[Dataset entries]
##########
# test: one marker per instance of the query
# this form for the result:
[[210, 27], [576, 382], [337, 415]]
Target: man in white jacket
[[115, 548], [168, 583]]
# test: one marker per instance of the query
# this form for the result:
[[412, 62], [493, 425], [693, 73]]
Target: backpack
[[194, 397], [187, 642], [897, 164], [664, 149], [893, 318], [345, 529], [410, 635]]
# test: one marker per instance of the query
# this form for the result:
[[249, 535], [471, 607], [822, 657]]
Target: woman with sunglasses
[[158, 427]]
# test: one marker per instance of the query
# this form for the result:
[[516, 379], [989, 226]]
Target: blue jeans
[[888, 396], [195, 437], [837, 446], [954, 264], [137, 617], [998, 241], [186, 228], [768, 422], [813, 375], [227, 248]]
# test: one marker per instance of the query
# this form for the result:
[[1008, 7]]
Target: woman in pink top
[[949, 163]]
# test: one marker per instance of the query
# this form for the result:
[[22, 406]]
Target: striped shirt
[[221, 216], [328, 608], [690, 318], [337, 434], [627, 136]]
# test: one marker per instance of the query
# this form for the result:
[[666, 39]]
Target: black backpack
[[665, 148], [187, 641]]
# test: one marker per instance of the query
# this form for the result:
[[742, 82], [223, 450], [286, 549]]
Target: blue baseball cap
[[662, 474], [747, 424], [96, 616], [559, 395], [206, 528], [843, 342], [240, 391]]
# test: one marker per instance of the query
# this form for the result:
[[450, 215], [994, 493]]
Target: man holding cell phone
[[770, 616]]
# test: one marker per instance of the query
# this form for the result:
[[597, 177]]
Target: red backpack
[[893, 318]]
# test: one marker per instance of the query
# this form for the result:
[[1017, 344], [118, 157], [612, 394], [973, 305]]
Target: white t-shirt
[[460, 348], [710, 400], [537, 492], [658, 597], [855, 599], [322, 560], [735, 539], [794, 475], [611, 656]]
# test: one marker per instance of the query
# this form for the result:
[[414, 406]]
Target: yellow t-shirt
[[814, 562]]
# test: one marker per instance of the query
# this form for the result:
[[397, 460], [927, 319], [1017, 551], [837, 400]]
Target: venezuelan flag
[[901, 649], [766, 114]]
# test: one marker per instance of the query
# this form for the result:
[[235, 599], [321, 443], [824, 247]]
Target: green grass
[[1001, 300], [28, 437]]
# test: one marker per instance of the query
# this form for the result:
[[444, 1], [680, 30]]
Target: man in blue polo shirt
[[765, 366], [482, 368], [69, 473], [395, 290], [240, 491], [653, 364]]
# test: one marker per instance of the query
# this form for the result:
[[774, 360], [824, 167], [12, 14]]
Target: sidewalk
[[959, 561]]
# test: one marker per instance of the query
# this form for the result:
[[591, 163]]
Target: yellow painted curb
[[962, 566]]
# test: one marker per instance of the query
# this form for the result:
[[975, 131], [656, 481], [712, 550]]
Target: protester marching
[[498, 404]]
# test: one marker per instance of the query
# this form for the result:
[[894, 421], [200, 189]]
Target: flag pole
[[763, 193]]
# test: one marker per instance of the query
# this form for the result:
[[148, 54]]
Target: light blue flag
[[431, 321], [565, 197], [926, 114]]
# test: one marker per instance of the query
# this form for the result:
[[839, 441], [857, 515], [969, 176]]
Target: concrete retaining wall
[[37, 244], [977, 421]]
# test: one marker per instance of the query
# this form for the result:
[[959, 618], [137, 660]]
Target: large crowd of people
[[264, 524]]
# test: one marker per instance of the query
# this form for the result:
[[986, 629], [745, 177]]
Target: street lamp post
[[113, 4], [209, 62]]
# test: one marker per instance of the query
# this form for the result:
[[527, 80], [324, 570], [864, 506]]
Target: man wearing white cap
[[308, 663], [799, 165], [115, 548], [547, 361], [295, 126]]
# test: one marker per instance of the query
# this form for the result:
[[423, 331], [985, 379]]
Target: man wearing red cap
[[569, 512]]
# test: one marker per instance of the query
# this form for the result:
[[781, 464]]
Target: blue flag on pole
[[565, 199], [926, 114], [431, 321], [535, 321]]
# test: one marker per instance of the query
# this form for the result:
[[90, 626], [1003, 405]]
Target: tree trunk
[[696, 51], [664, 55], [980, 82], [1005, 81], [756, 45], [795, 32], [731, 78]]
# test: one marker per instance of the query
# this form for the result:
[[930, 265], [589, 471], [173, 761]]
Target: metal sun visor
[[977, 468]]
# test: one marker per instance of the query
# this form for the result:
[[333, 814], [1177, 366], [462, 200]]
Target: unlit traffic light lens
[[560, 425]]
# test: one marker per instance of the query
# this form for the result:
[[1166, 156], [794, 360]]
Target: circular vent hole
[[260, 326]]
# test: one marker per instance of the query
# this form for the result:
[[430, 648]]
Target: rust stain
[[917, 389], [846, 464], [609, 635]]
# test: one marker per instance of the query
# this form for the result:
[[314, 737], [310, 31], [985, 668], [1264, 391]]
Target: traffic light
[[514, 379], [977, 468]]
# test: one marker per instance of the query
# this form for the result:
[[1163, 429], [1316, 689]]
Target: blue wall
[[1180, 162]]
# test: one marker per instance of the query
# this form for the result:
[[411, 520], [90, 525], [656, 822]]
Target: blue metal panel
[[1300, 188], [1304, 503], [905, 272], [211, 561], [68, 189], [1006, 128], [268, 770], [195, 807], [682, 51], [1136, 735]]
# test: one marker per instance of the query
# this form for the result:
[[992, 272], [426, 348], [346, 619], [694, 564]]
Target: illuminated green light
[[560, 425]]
##########
> **REQUIREMENT**
All that should be written out is the stretch of lines above between the one holding "[[742, 82], [223, 450], [286, 549]]" and the one holding "[[397, 460], [927, 319], [1017, 551], [837, 400]]", inclusive, exactly as given.

> **REPLY TO THE EXERCISE**
[[742, 82], [223, 450], [286, 549]]
Target: blue baseball cap
[[662, 474], [747, 424], [96, 616], [559, 395], [206, 528], [843, 342], [240, 391]]
# test: one marker per instance of the query
# this form for the result:
[[450, 215], [994, 493]]
Target: man holding cell phone
[[770, 616]]
# test: one marker per instance of the query
# this form for the result:
[[597, 177]]
Target: red backpack
[[893, 318]]
# test: one marker per instance of the query
# this form for the result:
[[1017, 344], [118, 157], [612, 394], [973, 305]]
Target: white t-shirt
[[460, 348], [710, 400], [537, 492], [658, 597], [855, 599], [322, 560], [735, 539], [794, 475], [611, 656]]
# test: one marker per instance of the query
# this form for the result:
[[414, 406]]
Target: yellow t-shirt
[[814, 562]]
# test: one marker per instance of the query
# this form for the result:
[[397, 460], [927, 319], [1017, 551], [837, 400]]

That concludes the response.